ASSIGNMENT 1>
From the article on AAAS policy fellows, transcribe the passage that begins with the words containing "Scientists and engineers" and ends with "to create change.".
ASSIGNMENT 2>
According to the article on AAAS policy fellows, in which office at the Department of Energy did Mario Urdaneta serve as an Executive Branch Fellow?

EXTRACTED TEXT>
=== Section Start ===

Scientists and engineers often use their AAAS Science & Technology Policy Fellowships to expand their expertise and make a pivot in their career path. Two STPF fellows found that in addition to those benefits, they grew to appreciate federal agencies’ capacity to create change.
After earning a Ph.D. in mechanical engineering from the University of Maryland in 2007, Mario Urdaneta contributed to developing microtechnologies, including “lab on a chip” devices and microfluidics technology for making biologically-integrated chips. He worked for several technology start-ups, including one that was inventing medical devices. The work was “a lot of fun,” Urdaneta said. “If they make it to the marketplace, they can change the world. But, the likelihood it will happen is pretty small.”
Urdaneta wanted a career with broad impact. He found the opportunity he was looking for in the policy fellowships program and eventually became a 2015-17 Executive Branch Fellow at the Department of Energy in its Advanced Manufacturing Office. There, he supported programs to develop large-scale 3-D printing technologies and wide-band gap semiconductor materials, which can be used to transfer electricity more efficiently.

=== Section End ===

PROVIDED MATERIAL>
=== Section Start ===

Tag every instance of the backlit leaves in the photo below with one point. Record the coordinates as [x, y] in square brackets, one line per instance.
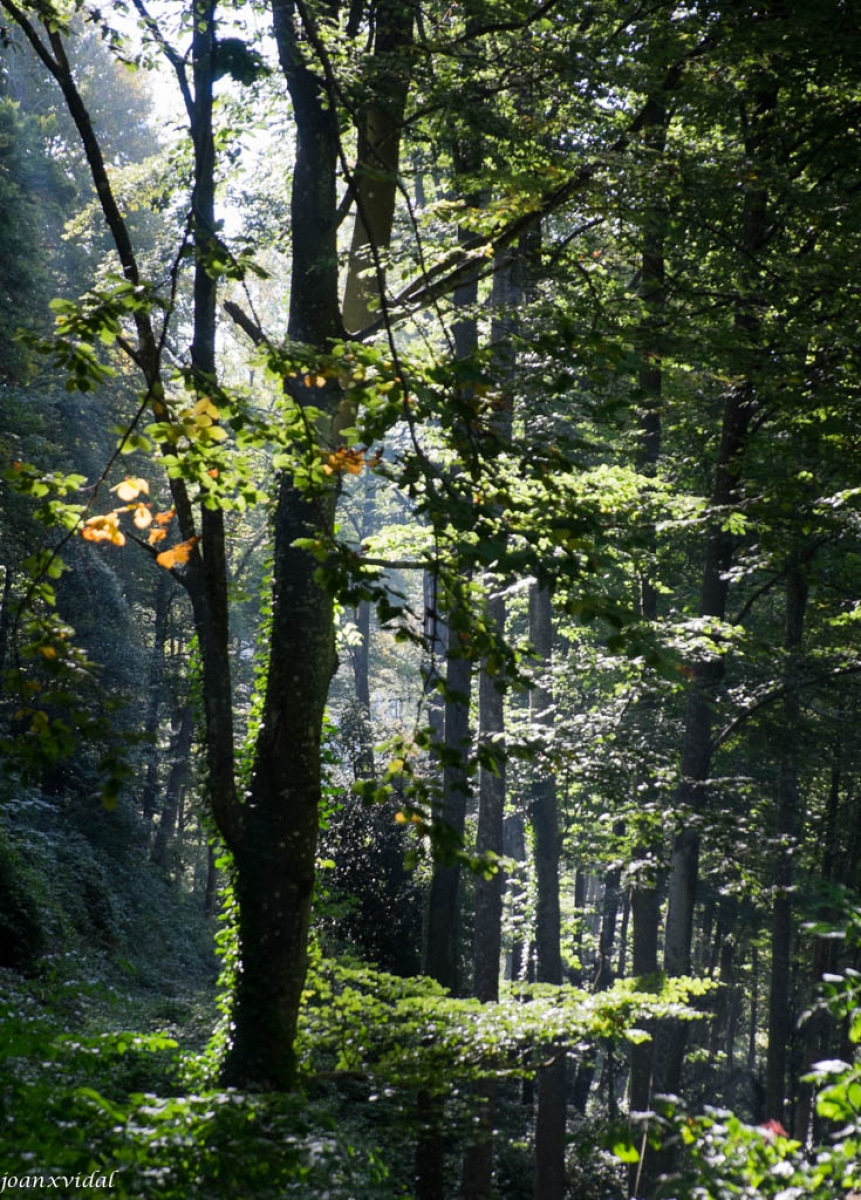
[178, 555]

=== Section End ===

RESPONSE BOX 1>
Scientists and engineers often use their AAAS Science & Technology Policy Fellowships to expand their expertise and make a pivot in their career path. Two STPF fellows found that in addition to those benefits, they grew to appreciate federal agencies’ capacity to create change.

RESPONSE BOX 2>
The Advanced Manufacturing Office.